— begin Record excerpts —
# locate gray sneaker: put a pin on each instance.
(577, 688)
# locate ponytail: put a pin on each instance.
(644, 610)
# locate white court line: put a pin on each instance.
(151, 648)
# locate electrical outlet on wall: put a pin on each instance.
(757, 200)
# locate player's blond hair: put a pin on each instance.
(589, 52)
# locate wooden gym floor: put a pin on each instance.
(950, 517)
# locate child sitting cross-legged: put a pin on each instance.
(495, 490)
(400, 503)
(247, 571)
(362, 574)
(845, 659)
— end Record excerpts —
— begin Record excerpts —
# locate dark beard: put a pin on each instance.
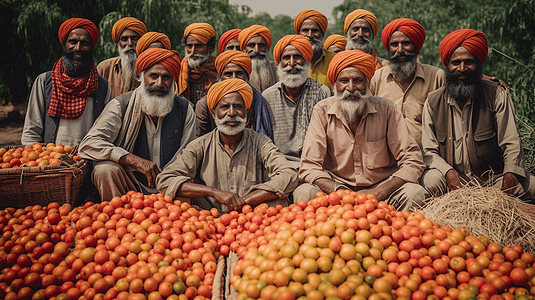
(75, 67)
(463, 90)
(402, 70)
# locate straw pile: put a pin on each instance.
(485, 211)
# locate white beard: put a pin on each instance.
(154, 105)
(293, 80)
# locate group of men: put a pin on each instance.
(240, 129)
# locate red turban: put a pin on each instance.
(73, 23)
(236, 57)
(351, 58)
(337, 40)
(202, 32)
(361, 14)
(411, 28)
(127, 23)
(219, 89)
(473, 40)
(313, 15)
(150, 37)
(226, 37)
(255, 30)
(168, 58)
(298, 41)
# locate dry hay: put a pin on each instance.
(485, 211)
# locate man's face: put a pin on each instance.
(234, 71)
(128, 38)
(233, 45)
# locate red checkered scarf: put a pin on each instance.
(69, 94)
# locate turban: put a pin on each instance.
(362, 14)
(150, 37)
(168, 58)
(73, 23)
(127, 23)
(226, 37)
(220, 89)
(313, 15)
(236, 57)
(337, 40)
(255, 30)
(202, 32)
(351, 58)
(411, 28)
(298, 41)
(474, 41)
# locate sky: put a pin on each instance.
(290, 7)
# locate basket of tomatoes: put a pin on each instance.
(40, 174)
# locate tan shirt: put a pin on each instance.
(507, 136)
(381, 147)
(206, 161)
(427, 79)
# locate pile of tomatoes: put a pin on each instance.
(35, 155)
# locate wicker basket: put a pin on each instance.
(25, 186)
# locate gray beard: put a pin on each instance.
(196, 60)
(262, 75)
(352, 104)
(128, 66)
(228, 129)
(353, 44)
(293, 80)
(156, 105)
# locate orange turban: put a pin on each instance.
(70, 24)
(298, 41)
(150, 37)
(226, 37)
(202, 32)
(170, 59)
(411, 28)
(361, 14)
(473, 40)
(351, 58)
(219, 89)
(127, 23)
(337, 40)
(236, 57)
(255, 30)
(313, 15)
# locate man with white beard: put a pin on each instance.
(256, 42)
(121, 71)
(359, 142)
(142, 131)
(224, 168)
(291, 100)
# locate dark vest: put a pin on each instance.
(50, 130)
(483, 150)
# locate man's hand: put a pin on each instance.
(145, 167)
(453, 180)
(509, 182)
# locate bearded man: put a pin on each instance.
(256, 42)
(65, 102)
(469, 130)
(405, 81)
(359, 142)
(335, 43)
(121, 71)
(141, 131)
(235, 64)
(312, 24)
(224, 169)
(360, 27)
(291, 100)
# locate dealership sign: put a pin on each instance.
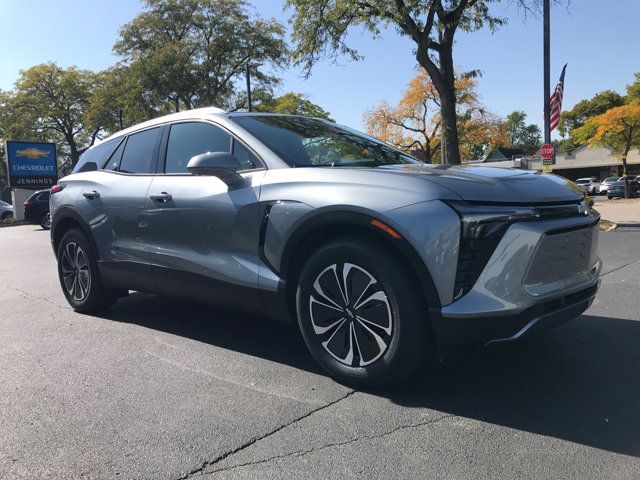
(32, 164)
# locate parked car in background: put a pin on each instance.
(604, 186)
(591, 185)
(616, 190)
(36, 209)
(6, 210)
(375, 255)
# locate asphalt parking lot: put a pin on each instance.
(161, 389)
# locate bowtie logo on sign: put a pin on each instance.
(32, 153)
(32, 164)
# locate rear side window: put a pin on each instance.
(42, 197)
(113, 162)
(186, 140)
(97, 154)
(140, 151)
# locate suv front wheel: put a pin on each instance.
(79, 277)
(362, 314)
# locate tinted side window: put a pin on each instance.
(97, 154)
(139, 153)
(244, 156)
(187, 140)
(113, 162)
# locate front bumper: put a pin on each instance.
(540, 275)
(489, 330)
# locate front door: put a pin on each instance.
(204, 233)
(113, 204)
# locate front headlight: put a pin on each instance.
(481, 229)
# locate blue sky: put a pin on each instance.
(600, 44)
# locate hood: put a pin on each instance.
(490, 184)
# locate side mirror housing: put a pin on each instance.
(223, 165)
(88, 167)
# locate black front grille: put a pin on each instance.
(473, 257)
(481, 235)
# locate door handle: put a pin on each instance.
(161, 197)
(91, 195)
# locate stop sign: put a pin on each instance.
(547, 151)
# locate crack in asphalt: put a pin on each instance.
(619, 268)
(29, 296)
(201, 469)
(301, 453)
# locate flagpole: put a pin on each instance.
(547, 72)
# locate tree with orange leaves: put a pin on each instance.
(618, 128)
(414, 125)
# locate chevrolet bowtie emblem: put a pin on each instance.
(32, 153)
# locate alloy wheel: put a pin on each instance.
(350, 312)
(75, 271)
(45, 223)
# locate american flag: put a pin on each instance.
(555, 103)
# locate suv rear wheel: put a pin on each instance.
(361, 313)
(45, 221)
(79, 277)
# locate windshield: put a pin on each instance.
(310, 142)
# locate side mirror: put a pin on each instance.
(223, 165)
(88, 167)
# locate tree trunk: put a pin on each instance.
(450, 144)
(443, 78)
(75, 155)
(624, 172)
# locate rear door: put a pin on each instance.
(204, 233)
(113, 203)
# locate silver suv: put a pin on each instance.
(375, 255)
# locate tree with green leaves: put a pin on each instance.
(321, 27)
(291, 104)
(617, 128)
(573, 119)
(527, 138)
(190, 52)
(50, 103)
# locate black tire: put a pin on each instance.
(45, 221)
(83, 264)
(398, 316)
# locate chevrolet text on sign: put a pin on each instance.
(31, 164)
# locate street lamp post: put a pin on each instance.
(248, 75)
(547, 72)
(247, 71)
— end Record excerpts —
— begin Record excerpts —
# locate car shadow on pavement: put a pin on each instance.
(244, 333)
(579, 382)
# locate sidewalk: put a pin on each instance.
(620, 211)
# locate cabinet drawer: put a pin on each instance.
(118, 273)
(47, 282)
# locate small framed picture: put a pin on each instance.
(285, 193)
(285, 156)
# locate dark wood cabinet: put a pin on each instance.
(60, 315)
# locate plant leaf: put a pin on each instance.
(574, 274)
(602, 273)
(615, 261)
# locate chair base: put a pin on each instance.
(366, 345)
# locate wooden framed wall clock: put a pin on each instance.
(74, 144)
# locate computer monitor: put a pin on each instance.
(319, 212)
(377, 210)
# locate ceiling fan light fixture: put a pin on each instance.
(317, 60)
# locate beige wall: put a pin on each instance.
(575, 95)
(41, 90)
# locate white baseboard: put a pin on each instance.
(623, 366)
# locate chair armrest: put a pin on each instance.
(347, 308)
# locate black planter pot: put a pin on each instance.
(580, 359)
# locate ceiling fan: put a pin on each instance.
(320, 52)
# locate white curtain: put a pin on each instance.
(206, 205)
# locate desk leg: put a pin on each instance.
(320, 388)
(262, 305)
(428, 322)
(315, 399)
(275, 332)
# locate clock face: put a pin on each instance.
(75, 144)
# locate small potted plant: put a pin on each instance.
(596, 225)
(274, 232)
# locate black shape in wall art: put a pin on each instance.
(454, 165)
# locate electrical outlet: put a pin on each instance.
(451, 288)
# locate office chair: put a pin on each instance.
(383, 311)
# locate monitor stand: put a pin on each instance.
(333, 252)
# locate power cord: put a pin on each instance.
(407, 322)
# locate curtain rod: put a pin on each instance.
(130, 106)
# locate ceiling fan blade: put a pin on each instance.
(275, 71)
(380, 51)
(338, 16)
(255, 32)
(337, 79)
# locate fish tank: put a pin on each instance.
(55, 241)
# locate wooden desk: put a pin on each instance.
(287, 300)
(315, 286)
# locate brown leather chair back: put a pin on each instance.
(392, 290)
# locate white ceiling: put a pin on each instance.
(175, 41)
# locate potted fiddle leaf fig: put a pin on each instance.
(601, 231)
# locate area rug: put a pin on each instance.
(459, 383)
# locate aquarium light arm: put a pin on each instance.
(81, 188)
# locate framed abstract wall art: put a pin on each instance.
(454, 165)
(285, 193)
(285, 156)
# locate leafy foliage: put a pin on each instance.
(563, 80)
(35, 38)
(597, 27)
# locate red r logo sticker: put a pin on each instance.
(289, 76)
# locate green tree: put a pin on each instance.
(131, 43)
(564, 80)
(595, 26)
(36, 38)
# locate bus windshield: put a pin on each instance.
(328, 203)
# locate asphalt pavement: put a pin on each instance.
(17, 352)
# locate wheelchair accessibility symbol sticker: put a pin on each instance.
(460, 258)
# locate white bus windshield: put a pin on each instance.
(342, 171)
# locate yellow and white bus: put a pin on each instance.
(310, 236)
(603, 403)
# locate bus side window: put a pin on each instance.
— end Record excerpts —
▶ **What this task involves**
Arrange the rows from the line containing "# locate area" through the line containing "# locate bus side", both included, as a Markdown table with the columns Line No. and Content, numbering each line in order and omitting blank lines.

▶ **Full solution**
| Line No. | Content |
|---|---|
| 1 | # locate area rug: put a pin on each instance. |
| 2 | (459, 383) |
| 3 | # locate aquarium light arm: put a pin on each instance. |
| 4 | (81, 188) |
| 5 | # locate framed abstract wall art: put a pin on each instance. |
| 6 | (454, 165) |
| 7 | (285, 193) |
| 8 | (285, 156) |
| 9 | # locate leafy foliage: put a pin on each instance. |
| 10 | (563, 80) |
| 11 | (35, 38) |
| 12 | (597, 27) |
| 13 | # locate red r logo sticker: put a pin on each instance. |
| 14 | (289, 76) |
| 15 | # locate green tree: put a pin on each instance. |
| 16 | (131, 43) |
| 17 | (564, 80) |
| 18 | (595, 26) |
| 19 | (36, 38) |
| 20 | # locate bus windshield: put a pin on each instance. |
| 21 | (328, 203) |
| 22 | # locate asphalt pavement: put a pin on each instance. |
| 23 | (17, 352) |
| 24 | # locate wheelchair accessibility symbol sticker: put a pin on each instance. |
| 25 | (460, 258) |
| 26 | # locate white bus windshield: put a pin on each instance. |
| 27 | (342, 171) |
| 28 | # locate yellow and white bus: put a pin on each instance. |
| 29 | (310, 236) |
| 30 | (603, 403) |
| 31 | # locate bus side window: put a pin on each instance. |